I think you have it backwards - if you use common rail, that's when you want to use optoisolated boosters for DCC, if you don't use common rail wiring there's no reason for the boosters to be isolated.
I may be mistaken but common rail wiring with multiple ground points are not the only source for floating grounds or reverse currents. Subtle variations between track sectioms might be enough to send a small voltage surge signal from one district booster to another when crossing the gaps. If essense your train acts as a bridge to turn your two seperate sections of track as one long section between two boosters. This can cause a back feed which a booster breaker would not trip. They either break based on total power (Watts) or just one leg going over current (usually the + output) to save money.An H-Bridge output might not handle this reverse buck current well. And I've seen a number of boosters from another manufacture go up in smoke and I suspect this was the reason.

Data shown:
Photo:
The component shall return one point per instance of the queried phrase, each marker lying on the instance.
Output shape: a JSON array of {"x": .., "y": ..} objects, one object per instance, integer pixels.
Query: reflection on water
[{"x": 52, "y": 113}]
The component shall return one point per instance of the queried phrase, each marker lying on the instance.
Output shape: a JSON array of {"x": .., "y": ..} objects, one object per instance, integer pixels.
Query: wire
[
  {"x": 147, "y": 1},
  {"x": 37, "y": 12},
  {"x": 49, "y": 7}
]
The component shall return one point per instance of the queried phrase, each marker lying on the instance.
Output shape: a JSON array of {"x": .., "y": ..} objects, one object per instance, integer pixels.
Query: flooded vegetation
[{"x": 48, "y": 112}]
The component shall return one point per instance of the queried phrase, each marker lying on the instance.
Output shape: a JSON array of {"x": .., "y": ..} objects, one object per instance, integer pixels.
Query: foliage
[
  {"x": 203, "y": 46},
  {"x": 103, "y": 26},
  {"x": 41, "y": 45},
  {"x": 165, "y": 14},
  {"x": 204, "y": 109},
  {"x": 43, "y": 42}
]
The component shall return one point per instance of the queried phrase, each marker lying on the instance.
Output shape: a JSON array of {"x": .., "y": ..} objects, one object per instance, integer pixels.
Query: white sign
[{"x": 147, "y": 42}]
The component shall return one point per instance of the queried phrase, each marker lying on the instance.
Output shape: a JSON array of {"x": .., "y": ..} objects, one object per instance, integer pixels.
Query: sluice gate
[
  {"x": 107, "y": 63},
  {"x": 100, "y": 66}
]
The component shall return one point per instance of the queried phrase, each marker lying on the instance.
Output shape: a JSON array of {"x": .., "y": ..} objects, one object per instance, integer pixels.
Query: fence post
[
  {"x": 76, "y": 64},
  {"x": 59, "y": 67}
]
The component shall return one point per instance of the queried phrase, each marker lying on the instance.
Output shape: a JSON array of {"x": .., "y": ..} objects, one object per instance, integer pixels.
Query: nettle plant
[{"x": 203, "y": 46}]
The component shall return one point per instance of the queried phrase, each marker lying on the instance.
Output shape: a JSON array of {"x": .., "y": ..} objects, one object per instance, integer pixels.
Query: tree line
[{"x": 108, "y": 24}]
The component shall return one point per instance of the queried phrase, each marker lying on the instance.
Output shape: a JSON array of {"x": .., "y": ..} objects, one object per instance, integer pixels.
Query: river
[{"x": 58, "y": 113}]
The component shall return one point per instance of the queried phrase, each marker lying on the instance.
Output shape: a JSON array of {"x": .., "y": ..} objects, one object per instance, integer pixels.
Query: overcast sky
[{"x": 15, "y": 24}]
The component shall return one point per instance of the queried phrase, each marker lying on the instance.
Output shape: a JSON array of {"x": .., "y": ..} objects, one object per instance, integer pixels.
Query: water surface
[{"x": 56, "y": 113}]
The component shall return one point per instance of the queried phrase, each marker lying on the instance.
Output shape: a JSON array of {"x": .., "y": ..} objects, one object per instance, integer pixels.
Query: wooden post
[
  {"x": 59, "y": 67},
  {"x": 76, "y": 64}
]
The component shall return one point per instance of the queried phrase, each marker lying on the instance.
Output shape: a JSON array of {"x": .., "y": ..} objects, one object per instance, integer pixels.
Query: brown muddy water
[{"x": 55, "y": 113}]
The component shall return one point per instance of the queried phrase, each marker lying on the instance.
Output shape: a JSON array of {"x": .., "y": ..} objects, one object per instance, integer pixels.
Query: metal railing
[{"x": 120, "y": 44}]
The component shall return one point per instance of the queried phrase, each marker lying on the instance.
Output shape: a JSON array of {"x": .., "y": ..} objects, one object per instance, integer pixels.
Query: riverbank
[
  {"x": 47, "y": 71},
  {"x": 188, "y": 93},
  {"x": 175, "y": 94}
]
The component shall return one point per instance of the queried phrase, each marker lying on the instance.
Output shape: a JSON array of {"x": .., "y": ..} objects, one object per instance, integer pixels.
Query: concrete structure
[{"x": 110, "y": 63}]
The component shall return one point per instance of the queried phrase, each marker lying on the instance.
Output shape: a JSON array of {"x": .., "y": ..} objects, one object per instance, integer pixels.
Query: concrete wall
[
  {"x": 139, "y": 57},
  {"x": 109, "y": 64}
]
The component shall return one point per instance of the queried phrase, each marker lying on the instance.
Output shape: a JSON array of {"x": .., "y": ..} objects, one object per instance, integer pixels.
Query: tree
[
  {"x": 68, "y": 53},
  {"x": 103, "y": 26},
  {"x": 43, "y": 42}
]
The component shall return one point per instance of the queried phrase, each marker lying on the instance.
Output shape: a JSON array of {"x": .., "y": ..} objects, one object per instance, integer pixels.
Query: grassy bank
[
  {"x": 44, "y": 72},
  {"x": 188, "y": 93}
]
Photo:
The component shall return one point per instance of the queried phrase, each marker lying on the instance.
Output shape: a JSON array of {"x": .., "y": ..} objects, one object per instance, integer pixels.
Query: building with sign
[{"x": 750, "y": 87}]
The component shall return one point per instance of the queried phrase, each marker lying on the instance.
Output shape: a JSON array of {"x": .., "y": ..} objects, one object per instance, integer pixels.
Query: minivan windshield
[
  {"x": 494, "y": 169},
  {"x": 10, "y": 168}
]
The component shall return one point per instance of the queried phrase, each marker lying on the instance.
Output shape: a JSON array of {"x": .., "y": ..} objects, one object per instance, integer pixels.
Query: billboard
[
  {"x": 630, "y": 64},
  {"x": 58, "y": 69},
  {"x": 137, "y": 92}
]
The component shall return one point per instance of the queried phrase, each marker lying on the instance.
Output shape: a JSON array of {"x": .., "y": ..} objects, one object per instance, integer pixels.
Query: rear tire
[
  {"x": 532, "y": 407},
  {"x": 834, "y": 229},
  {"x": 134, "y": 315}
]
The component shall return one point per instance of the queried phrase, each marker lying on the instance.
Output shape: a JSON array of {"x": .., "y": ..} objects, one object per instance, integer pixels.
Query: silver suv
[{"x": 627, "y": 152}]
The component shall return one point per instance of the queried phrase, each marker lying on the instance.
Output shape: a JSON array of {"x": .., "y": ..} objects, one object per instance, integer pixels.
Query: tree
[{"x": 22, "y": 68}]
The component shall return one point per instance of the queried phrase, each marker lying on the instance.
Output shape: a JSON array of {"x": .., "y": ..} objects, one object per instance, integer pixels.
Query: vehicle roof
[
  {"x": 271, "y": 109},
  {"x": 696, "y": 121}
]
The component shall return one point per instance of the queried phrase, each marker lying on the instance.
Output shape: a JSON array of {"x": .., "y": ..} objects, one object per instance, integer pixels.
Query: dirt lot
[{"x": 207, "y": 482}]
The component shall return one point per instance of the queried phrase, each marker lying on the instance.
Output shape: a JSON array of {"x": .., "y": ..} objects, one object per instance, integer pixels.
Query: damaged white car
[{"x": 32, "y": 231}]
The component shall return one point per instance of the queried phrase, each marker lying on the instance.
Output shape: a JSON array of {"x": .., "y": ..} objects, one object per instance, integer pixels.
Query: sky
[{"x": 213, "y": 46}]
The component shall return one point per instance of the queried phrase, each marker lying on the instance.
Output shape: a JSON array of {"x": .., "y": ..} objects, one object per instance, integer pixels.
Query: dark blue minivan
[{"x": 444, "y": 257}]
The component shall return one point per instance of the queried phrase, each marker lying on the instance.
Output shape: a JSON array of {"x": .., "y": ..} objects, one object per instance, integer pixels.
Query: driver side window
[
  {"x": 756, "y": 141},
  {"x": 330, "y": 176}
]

Exercise instructions:
[1] List every line in the entries that contains the word "concrete", matching case exactly.
[2] Continue the forum post about DCC boosters and common rail wiring from the point where it stops.

The responses:
[1]
Query: concrete structure
Query: concrete wall

[2]
Techincally speaking fine adjusting the output voltage at the gap points is supposed to handle this. But theory and practice don't always work so well when you're dealing with over a couple thousand feet of wiring. I've seen voltages at district gaps as much as 2+ Volts.
Don - Specializing in layout DC->DCC conversions
Modeling C&O transition era and steel industries There's Nothing Like Big Steam!
Being in the same boat as you regarding DC before DCC. Some told me that the wiring is easier with DCC over DC. DC seems a bit more reliabile since you don't have the potential for lost power between blocks.
I find that DC is perfect for me since I know nearly nothing about wiring and want to save money. One of the most frustrating things for trains is wasting money on way too cmplex things.
The Atlas books are definitely a good way to get started, but there are also generic wiring books that cover doing it all with standard switches instead of the Atlas products. The only problem with the Atlas products is that their multi-cab wiring is all common rail. There is also a ton of information in the internet you can access for free.
You can start with DCC for not much more than the cost of a decent power pack. Any of the decent starter sets will allow full upgrades later without throwing out or having to sell off surplus equipment - that applies to systems like Digitrax, NCE, and tos ome extend MRC. They have low cost starter systems that later expand to have every bell and whistle.
I'm going to be slightly different here.
!2+ years ago I started my home layout. Isaid a youngster about DCC and he said he didn't understand it. He is a nuclear power plant maintenance tech. He uses DCC now.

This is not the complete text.